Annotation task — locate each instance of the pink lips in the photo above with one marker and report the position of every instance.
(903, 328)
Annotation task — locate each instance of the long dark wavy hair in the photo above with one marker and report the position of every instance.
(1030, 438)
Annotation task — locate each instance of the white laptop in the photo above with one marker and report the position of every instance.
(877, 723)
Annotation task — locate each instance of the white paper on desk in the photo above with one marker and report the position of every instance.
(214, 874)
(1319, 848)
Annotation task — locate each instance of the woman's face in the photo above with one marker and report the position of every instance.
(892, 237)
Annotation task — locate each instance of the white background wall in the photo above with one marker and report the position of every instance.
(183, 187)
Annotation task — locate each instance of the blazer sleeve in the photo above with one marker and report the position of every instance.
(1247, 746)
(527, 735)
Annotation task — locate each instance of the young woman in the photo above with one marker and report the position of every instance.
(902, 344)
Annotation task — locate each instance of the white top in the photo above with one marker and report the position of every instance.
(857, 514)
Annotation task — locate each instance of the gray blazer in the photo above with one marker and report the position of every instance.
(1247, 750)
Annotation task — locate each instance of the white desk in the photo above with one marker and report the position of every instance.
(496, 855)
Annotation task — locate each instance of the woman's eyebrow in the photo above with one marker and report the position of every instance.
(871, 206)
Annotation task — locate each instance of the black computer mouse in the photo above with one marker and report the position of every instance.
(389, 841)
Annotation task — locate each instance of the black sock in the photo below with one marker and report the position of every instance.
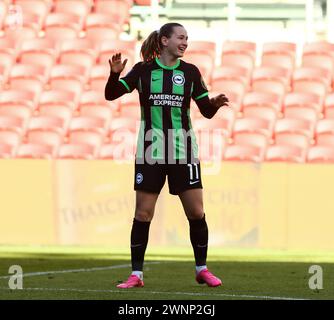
(199, 239)
(139, 239)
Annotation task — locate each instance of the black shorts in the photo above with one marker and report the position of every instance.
(181, 177)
__________________________________________________
EXERCISE INSTRUCTIONS: Switch "one marker" to "a single dot" in every one of the entries above and write the entries out again with nothing else altered. Leave the pictures out.

WORKED SOLUTION:
Annotation task — locate each instance of the pink lips in the photo above with a single dot and report the position of every instance.
(903, 328)
Annotation task — locate each instance of the long dark wavy hair in the photo above with a single dot and report the position of every instance.
(1030, 438)
Annotation task — locate each instance of the white laptop in the photo above with a single dot and report the position of every instance.
(877, 723)
Annotation task — locate each instance of the white paper on desk in the photo above with a single dot and report the position of every instance.
(214, 874)
(1319, 848)
Annotation task — locate each instance of the woman's face in the photo above with a single dot and report the position of every instance.
(892, 237)
Annotation task — locate each instance of the white background wall in the photo above with a single dot and report the position of every instance.
(183, 187)
Annotation task — locate each instance of the blazer sleeve in the photo above with a single dot and report the position of every instance.
(1247, 746)
(527, 735)
Annotation task — locate each instance of the young woman in the photo above with a single dot and report the position of every instance.
(902, 344)
Annotation task — locate each instance of the white top in the photo above with a single dot and report the position of every instance.
(857, 514)
Annotation task — locate each instance of the gray blazer in the photo above with a single dot and report the position of every instance.
(1247, 750)
Annotation task — locate each instance of the white desk in the photo above with a single dot and report the position of every instance.
(496, 855)
Annotation task — locate each instance of the woman's eyebrow in the photo above with a single dot and report the position of every instance.
(871, 206)
Annotation task — locate each instance of the black computer mouse in the photo above with a single dot and report the position of every instance.
(389, 841)
Annotation task — locate each instance of the black sock in the photo below with a single dot and report the position of every instance.
(199, 239)
(139, 239)
Annotation task — locate each instance of the black shorts in the photo above with a single dot and report the position of every instance.
(181, 177)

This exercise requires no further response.